Tugas Diberikan
Perbarui semua entri di bawah dengan mengganti setiap "Kindly" menjadi "Please", tanpa mengubah bagian lain.

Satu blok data
****

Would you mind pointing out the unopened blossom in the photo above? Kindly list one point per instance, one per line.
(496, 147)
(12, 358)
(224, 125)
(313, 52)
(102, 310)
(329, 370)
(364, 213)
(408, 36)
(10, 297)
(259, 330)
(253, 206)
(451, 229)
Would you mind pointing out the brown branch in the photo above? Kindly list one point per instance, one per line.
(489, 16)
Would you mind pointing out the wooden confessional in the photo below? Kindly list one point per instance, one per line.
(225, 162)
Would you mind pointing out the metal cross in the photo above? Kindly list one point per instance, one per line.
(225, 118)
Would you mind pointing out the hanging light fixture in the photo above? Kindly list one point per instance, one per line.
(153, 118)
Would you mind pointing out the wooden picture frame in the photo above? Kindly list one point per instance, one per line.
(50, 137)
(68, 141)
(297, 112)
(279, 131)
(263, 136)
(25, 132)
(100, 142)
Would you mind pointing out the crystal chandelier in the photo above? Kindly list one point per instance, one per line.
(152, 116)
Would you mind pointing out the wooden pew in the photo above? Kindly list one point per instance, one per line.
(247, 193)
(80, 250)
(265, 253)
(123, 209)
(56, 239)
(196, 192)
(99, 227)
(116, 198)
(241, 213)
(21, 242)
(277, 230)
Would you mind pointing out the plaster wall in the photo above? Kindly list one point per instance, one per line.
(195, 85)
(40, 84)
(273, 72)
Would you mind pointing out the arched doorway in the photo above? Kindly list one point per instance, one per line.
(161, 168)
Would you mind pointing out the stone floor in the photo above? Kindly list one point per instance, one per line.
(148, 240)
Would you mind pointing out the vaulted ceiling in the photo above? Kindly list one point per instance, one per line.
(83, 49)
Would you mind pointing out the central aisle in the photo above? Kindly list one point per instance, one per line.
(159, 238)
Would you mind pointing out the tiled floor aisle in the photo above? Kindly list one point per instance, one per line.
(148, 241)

****

Penyelesaian Lengkap
Would you mind pointing out the unopened blossom in the photo above? Please list one point per instance, one per line.
(496, 147)
(12, 358)
(224, 125)
(313, 52)
(102, 310)
(329, 370)
(364, 213)
(408, 36)
(10, 297)
(259, 330)
(253, 206)
(451, 229)
Would you mind pointing out the brown branch in the photo above? Please list one point per instance, one per line.
(489, 16)
Would you mind pointing out the wooden confessional in the photo below? Please list one point per instance, one per line.
(225, 162)
Would you mind pointing out the metal cross in the photo above? Please list one point per instance, one per line.
(225, 118)
Would you mind pointing out the hanging light fixture in the photo above? Please list one point per instance, one per line.
(153, 118)
Would you mind pointing out the wooden picture frame in the photo above? Please list one point per instance, one per line.
(50, 137)
(68, 141)
(297, 112)
(279, 131)
(263, 136)
(25, 132)
(100, 142)
Would you mind pointing out the crystal chandelier in the photo above? Please list one point per instance, one per line.
(152, 116)
Would you mind pointing out the wooden pew in the photo above? Please list one point per instance, one per line.
(247, 193)
(80, 250)
(265, 253)
(123, 209)
(56, 239)
(196, 192)
(99, 227)
(116, 198)
(241, 213)
(21, 242)
(277, 230)
Would you mind pointing out the plaster wall in the photo above? Please list one point per instance, one per line.
(195, 85)
(40, 84)
(273, 72)
Would you mind pointing out the arched doorway in the photo above? Please list one point per instance, one per line.
(161, 168)
Would you mind pointing out the stone floor in the photo above? Please list one point per instance, one per line.
(148, 240)
Would you mind pointing out the vaulted ceiling in the photo above? Please list one point per instance, one per line.
(83, 49)
Would you mind pointing out the central aisle in the photo above? Please list one point per instance, one per line.
(159, 238)
Would you mind pointing out the tiled floor aisle in the photo above? Please list one point per instance, one per line.
(148, 241)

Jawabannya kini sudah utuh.